◆ Job
Retype each record shown below, leaving every character as it is.

◆ Records to use
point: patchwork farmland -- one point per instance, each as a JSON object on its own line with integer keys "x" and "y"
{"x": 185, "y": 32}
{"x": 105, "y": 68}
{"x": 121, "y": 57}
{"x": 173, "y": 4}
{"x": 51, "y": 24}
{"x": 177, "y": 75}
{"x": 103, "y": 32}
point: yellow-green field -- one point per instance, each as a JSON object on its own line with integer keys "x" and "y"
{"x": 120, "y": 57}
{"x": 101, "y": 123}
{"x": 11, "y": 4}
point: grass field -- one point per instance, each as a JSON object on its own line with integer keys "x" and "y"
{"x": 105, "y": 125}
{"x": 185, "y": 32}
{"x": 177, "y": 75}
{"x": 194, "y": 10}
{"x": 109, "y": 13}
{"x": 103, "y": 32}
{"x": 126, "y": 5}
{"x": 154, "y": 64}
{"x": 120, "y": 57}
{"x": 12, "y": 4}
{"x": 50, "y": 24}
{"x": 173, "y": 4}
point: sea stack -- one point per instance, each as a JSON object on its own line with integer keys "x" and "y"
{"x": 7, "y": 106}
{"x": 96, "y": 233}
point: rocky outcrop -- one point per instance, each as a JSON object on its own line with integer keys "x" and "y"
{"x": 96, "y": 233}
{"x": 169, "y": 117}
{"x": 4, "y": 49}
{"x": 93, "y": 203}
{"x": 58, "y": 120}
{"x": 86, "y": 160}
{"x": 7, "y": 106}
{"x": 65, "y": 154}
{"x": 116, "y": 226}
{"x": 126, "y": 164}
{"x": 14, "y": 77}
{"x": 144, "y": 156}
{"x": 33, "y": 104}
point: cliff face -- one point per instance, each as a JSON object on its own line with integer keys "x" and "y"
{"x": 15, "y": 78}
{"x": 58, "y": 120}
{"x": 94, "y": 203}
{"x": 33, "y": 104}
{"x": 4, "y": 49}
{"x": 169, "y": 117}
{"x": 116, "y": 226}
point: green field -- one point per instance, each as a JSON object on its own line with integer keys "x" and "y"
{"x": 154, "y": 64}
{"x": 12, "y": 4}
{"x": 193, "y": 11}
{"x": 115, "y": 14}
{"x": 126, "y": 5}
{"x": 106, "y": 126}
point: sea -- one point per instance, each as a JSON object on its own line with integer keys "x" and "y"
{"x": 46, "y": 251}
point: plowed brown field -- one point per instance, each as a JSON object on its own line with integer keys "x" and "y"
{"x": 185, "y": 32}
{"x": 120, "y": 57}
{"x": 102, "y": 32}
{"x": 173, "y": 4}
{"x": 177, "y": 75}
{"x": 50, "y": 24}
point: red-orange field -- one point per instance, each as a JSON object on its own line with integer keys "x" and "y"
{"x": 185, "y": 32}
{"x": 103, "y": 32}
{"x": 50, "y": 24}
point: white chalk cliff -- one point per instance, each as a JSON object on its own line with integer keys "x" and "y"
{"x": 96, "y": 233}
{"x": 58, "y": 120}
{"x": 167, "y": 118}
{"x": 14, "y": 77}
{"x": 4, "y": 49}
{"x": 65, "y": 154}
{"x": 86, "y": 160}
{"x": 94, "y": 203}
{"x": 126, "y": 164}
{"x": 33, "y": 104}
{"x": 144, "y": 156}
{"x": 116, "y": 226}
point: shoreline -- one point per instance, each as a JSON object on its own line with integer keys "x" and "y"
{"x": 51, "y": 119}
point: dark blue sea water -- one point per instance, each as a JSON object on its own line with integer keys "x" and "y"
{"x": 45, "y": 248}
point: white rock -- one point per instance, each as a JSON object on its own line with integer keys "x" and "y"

◆ Solution for this exercise
point: patchwork farmland -- one point per instance, each as a JSON object on its own line with integer keys "x" and "y"
{"x": 185, "y": 32}
{"x": 105, "y": 68}
{"x": 121, "y": 57}
{"x": 173, "y": 4}
{"x": 51, "y": 24}
{"x": 177, "y": 75}
{"x": 103, "y": 32}
point: yellow-green field -- one point per instance, each as a JSON object on its own line with integer keys "x" and "y"
{"x": 120, "y": 57}
{"x": 101, "y": 123}
{"x": 11, "y": 4}
point: grass field -- one point per instance, each as a JSON object on its own line with integer keys "x" and "y"
{"x": 105, "y": 125}
{"x": 185, "y": 32}
{"x": 177, "y": 75}
{"x": 194, "y": 10}
{"x": 109, "y": 13}
{"x": 103, "y": 32}
{"x": 126, "y": 5}
{"x": 154, "y": 64}
{"x": 120, "y": 57}
{"x": 12, "y": 4}
{"x": 50, "y": 24}
{"x": 173, "y": 4}
point: sea stack -- one point per instance, each as a JSON object on its own line with integer keys "x" and "y"
{"x": 7, "y": 106}
{"x": 96, "y": 233}
point: rocky outcrop -- one point per instance, each as a JSON object on its own line with integer keys "x" and "y"
{"x": 96, "y": 233}
{"x": 169, "y": 117}
{"x": 4, "y": 49}
{"x": 93, "y": 203}
{"x": 58, "y": 120}
{"x": 86, "y": 160}
{"x": 7, "y": 106}
{"x": 65, "y": 154}
{"x": 116, "y": 226}
{"x": 126, "y": 164}
{"x": 14, "y": 77}
{"x": 144, "y": 156}
{"x": 33, "y": 104}
point: cliff face -- one point per instance, each as a JSON object on its own line with integer keys "x" and "y"
{"x": 15, "y": 78}
{"x": 58, "y": 120}
{"x": 94, "y": 203}
{"x": 33, "y": 104}
{"x": 4, "y": 49}
{"x": 169, "y": 117}
{"x": 116, "y": 226}
point: green field -- one point per instance, each as a JSON object on its own line with integer keys "x" and "y"
{"x": 154, "y": 64}
{"x": 12, "y": 4}
{"x": 193, "y": 11}
{"x": 115, "y": 14}
{"x": 126, "y": 5}
{"x": 106, "y": 126}
point: sea -- one point per instance, each as a JSON object on its own line with integer keys "x" and "y"
{"x": 46, "y": 251}
point: plowed brown field -- one point per instance, each as a JSON object on its own line with integer keys "x" and "y"
{"x": 185, "y": 32}
{"x": 120, "y": 57}
{"x": 102, "y": 32}
{"x": 173, "y": 4}
{"x": 177, "y": 75}
{"x": 50, "y": 24}
point: red-orange field -- one point per instance, each as a JSON object on its own line with integer keys "x" and "y"
{"x": 185, "y": 32}
{"x": 103, "y": 32}
{"x": 50, "y": 24}
point: white chalk cliff -- one point per instance, each as a JSON object on its own line with integer keys "x" and "y"
{"x": 96, "y": 233}
{"x": 58, "y": 120}
{"x": 167, "y": 118}
{"x": 14, "y": 77}
{"x": 4, "y": 49}
{"x": 65, "y": 154}
{"x": 86, "y": 160}
{"x": 94, "y": 203}
{"x": 126, "y": 164}
{"x": 33, "y": 104}
{"x": 144, "y": 156}
{"x": 116, "y": 226}
point: shoreline -- one point per instance, each as a JSON object on its own line with integer keys "x" and "y"
{"x": 51, "y": 119}
point: dark blue sea water -- one point per instance, each as a JSON object on its own line with integer keys "x" and "y"
{"x": 45, "y": 248}
point: white rock -- one point per instance, each as a JSON object on its own line with integer keys "x" and "y"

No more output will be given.